**Directions**:
Starting at the line with "of the flatbed" and going on through the line with "Query: flatbed trailer", write those lines out again with "flatbed trailer" changed to "lowboy trailer" and nothing else altered.

**Record set**:

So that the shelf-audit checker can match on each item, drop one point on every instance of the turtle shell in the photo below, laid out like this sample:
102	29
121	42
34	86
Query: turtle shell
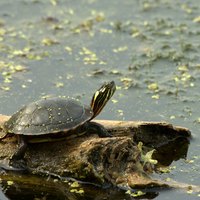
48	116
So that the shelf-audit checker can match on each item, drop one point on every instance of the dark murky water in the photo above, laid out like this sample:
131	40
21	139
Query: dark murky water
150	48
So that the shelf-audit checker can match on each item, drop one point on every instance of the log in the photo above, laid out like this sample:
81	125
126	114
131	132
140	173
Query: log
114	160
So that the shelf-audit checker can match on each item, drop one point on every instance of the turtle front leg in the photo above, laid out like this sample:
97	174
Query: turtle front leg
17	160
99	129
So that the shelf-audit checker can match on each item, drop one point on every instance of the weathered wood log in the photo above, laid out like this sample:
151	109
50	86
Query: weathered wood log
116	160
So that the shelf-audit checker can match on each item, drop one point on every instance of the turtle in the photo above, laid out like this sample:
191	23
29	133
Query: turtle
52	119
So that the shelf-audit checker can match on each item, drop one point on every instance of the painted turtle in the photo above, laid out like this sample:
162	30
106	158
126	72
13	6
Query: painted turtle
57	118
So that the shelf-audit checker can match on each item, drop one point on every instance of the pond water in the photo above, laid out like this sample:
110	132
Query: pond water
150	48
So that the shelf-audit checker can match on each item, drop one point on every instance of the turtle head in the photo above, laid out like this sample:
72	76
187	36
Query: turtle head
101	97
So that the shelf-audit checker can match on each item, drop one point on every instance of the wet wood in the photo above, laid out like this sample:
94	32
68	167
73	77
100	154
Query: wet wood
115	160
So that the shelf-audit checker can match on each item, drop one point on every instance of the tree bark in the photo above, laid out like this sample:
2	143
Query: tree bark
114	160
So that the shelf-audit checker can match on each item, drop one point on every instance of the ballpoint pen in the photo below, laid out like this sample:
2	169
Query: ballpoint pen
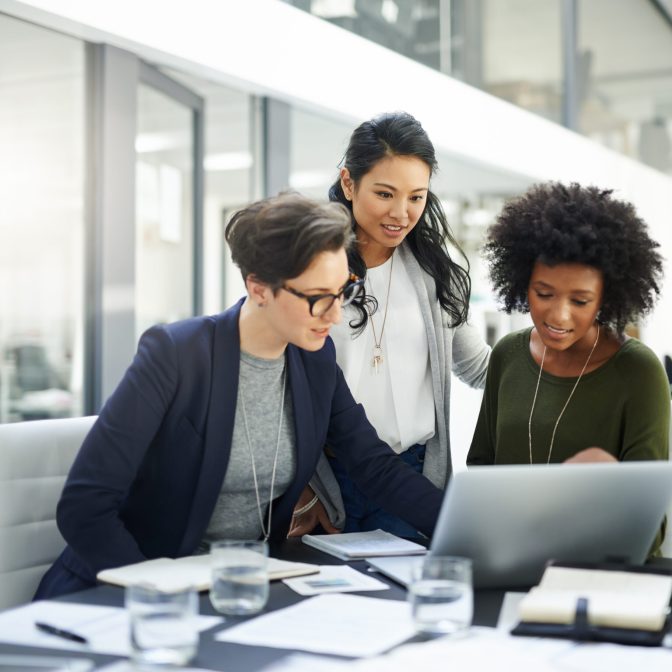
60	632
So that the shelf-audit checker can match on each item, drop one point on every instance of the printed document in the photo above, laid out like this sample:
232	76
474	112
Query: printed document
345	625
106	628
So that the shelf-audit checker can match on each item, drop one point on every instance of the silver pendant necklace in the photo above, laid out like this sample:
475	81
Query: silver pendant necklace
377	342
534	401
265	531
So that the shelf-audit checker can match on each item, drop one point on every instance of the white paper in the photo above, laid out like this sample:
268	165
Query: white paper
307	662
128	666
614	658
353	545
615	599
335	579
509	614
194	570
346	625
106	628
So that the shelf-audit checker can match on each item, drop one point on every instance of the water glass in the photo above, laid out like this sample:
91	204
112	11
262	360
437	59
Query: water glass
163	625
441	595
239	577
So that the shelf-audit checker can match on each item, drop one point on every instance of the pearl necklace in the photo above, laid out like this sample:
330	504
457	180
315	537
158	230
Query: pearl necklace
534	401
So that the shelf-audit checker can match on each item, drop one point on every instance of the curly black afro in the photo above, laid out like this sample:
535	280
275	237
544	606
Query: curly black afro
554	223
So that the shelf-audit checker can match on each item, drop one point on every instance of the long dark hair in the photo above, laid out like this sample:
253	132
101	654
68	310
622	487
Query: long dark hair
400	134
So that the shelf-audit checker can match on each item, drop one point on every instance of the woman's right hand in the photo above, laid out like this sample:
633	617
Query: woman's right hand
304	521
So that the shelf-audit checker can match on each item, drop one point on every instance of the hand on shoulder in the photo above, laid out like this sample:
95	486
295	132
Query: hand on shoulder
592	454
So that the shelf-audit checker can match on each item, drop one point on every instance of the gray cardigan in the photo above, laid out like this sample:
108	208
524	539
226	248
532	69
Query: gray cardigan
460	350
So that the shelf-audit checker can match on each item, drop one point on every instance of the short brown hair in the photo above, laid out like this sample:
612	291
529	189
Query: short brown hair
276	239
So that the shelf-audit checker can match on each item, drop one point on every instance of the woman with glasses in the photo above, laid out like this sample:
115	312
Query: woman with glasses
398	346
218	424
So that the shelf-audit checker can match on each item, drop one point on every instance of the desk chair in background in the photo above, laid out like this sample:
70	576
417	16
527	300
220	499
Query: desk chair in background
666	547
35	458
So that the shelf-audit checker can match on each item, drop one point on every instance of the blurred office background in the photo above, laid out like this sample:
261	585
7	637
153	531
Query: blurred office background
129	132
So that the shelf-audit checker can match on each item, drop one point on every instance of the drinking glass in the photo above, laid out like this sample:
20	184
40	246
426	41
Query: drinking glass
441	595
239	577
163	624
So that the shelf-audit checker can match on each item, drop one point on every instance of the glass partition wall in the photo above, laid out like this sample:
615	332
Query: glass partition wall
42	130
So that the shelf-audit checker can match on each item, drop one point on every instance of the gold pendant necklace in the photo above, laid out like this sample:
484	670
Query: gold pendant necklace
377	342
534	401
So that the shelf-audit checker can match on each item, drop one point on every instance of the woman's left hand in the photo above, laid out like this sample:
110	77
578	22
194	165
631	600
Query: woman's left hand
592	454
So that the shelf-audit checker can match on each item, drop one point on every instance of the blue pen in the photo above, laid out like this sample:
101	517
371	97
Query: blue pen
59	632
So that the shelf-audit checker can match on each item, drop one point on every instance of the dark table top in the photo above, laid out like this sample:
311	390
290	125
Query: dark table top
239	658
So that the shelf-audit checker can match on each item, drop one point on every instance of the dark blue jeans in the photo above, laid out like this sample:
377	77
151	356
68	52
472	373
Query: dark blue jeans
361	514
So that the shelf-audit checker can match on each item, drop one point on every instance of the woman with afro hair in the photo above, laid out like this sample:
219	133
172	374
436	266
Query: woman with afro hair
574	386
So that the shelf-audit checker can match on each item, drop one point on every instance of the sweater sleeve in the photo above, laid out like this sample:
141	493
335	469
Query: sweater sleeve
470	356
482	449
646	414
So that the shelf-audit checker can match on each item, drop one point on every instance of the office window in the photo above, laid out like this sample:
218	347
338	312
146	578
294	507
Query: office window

==

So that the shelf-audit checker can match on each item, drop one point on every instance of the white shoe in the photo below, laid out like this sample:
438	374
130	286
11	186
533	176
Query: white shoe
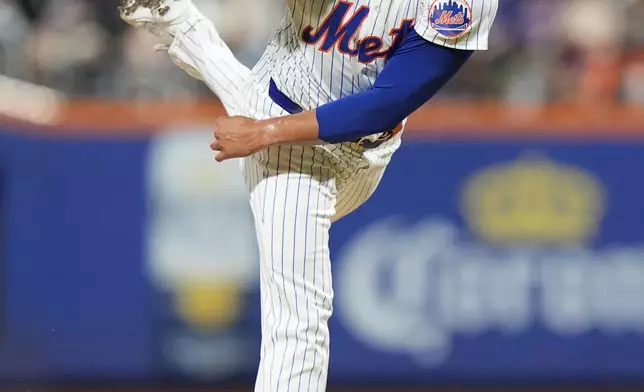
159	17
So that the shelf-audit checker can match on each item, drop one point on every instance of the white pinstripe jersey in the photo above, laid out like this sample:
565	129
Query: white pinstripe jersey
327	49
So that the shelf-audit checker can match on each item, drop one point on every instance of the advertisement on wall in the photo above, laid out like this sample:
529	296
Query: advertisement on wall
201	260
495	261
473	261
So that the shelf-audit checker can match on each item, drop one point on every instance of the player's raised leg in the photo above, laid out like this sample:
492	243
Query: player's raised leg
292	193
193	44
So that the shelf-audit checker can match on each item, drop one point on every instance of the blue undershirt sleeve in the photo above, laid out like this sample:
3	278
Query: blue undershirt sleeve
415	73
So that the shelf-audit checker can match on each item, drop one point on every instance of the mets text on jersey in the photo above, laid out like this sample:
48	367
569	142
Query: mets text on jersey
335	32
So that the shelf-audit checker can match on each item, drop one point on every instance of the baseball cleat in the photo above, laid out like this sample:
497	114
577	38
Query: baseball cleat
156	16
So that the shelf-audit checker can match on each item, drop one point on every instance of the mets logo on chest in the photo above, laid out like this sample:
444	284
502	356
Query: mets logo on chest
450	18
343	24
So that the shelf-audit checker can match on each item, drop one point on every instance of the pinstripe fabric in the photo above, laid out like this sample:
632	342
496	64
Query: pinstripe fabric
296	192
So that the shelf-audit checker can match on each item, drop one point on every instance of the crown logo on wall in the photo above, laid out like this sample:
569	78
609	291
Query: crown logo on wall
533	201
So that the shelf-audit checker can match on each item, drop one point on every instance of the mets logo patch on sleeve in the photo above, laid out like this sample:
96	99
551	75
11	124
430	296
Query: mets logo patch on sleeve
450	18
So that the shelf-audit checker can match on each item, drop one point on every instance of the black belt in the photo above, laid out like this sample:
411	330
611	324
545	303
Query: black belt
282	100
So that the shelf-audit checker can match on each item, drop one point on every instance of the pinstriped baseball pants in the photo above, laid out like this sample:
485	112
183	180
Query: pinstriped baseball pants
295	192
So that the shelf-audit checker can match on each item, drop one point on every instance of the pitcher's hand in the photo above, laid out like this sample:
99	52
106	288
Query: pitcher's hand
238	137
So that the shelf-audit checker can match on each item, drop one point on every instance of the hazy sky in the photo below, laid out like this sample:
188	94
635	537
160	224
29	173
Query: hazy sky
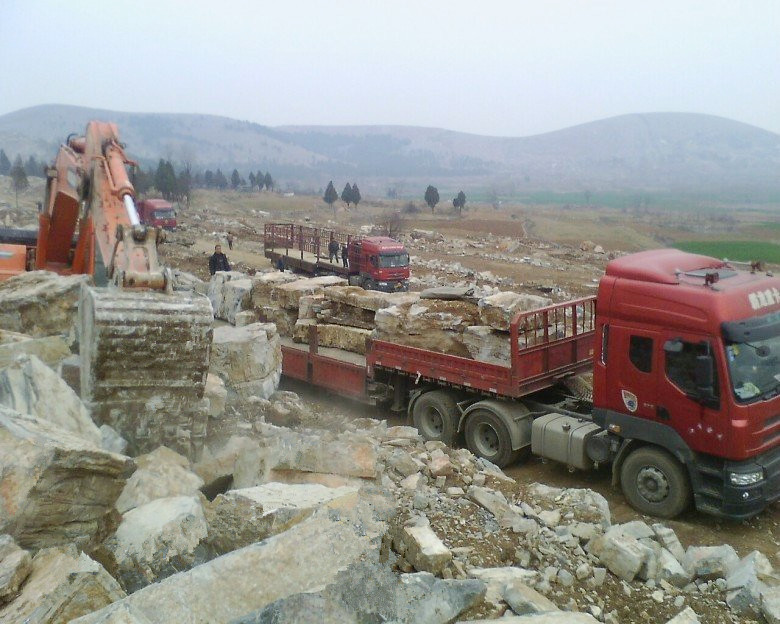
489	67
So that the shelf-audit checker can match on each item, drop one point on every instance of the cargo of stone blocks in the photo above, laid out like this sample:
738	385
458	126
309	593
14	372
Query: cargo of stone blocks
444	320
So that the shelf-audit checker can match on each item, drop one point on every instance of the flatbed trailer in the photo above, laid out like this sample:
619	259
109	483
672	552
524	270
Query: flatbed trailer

**Exercise solution**:
So that the shelf-audit checker can match on each item, drop one point on every instance of the lowboy trailer in the photo above, laid out like this sample:
619	259
109	483
672	552
524	270
Query: lowboy trailer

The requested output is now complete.